**TASK STATEMENT:** Which lines in the listing below contain the string "person"? Show every one of them in full, and count a line only if the capitalization matches.

**ENTRIES:**
****************

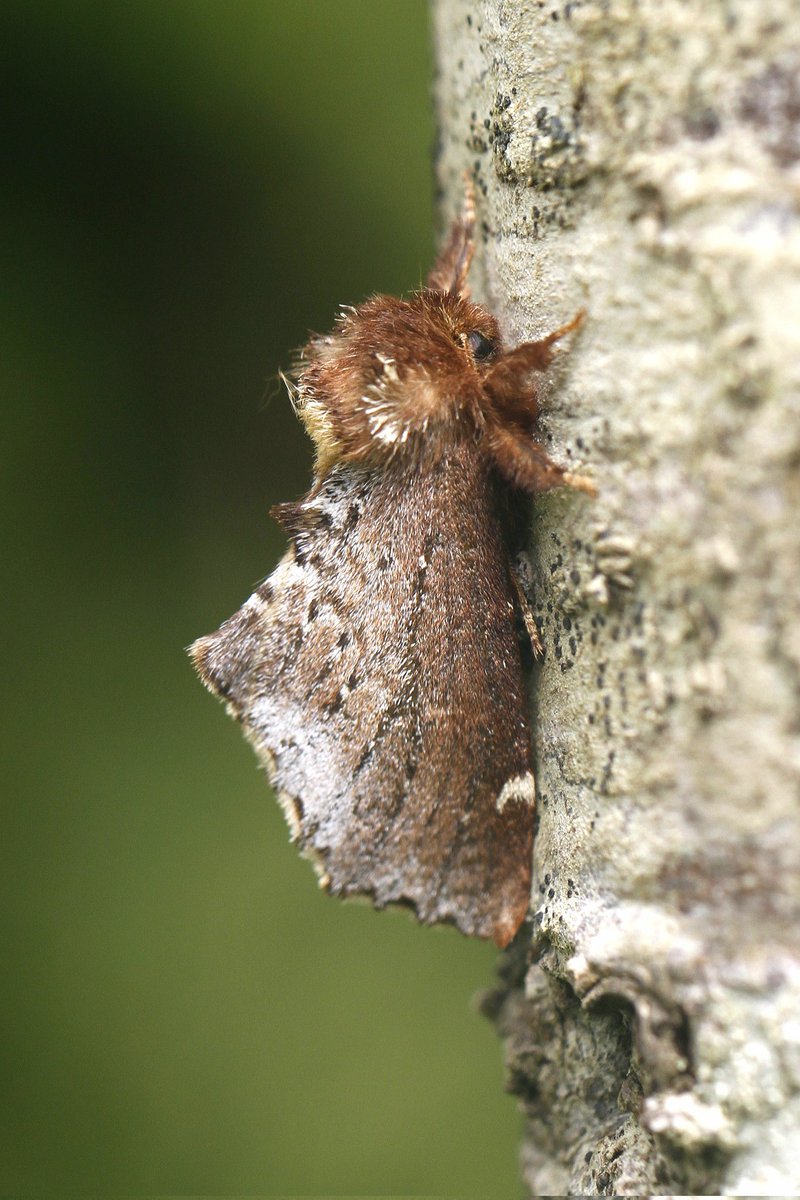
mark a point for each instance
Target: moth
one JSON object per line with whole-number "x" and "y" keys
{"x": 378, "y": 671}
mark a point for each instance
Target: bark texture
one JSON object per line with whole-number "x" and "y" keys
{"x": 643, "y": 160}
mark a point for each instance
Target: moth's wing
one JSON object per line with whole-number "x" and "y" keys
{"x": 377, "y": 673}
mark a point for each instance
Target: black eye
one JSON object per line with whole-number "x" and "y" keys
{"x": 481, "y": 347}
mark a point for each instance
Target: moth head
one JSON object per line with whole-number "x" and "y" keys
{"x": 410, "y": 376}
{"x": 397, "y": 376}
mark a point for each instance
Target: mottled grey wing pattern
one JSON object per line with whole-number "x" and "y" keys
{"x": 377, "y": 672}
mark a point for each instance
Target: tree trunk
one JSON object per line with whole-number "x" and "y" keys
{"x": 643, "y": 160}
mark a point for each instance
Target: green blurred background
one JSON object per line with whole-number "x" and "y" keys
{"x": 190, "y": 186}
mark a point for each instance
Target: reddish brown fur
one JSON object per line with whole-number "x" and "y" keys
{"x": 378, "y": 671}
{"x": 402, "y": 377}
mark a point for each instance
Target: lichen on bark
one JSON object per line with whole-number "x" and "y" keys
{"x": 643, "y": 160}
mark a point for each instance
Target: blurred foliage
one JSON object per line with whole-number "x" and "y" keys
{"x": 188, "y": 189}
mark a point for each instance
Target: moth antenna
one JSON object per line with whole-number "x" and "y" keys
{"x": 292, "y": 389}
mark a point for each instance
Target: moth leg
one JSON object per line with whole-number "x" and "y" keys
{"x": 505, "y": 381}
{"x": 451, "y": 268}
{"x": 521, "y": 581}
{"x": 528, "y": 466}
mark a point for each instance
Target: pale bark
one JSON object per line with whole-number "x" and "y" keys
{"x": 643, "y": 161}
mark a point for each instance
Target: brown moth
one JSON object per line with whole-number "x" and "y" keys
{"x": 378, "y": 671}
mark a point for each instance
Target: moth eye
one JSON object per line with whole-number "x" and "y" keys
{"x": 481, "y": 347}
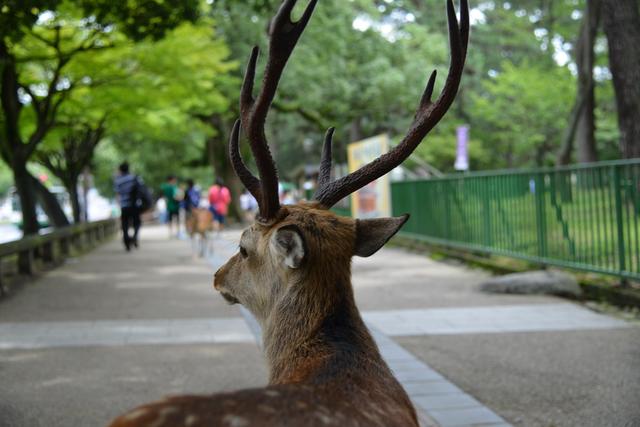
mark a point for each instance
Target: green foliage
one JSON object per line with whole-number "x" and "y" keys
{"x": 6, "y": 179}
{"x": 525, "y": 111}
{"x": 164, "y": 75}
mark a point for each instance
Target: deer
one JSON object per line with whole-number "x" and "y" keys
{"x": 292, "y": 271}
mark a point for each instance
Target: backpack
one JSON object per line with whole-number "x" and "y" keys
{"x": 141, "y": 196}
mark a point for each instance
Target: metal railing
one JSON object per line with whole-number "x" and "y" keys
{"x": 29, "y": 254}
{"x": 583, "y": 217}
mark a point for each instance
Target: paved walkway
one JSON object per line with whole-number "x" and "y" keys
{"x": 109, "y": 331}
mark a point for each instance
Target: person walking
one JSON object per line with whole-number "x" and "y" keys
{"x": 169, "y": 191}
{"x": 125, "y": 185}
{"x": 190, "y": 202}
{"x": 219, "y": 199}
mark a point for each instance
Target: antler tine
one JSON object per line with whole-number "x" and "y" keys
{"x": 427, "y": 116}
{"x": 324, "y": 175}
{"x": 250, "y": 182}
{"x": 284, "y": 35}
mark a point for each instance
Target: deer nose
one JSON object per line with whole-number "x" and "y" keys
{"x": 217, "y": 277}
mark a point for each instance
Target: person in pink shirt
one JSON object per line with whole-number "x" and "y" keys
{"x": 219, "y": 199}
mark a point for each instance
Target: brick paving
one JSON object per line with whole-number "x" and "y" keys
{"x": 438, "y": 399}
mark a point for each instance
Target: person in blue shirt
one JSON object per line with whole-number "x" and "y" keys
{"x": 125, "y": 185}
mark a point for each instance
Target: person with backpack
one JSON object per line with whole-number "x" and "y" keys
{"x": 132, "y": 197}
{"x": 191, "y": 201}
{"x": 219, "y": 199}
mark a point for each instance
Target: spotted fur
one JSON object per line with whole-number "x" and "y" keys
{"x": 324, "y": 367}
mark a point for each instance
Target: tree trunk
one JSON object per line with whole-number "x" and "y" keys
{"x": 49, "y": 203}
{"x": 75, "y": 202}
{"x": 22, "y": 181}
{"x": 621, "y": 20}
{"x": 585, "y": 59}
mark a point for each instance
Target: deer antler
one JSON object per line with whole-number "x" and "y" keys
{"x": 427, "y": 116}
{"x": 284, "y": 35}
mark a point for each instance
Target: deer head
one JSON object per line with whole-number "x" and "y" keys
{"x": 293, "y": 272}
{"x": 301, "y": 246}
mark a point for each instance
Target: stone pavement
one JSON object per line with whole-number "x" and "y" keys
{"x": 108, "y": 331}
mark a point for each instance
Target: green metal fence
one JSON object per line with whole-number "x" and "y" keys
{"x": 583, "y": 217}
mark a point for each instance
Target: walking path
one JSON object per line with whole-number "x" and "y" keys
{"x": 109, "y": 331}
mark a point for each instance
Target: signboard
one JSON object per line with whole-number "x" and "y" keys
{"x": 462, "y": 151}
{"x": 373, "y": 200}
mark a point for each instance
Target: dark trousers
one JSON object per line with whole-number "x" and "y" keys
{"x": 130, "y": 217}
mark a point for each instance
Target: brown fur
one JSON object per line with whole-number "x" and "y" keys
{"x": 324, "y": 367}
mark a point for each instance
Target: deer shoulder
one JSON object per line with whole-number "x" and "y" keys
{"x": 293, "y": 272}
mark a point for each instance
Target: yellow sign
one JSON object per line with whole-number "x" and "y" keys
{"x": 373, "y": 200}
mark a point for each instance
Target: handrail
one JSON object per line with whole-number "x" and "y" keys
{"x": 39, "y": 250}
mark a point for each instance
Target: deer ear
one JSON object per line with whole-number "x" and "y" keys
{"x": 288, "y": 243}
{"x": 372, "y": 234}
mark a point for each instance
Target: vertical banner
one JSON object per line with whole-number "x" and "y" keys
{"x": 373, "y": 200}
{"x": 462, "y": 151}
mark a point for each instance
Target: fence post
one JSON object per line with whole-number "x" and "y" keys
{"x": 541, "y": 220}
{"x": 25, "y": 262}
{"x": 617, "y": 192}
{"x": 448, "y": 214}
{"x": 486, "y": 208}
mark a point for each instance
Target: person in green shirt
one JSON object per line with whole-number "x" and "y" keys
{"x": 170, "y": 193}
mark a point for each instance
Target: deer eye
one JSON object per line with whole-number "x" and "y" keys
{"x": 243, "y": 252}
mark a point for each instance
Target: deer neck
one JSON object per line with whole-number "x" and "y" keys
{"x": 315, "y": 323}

****************

**COMPLETED TASK:**
Target: person walking
Target: person in pink shirt
Target: person in blue shirt
Target: person with backpack
Target: person in green shirt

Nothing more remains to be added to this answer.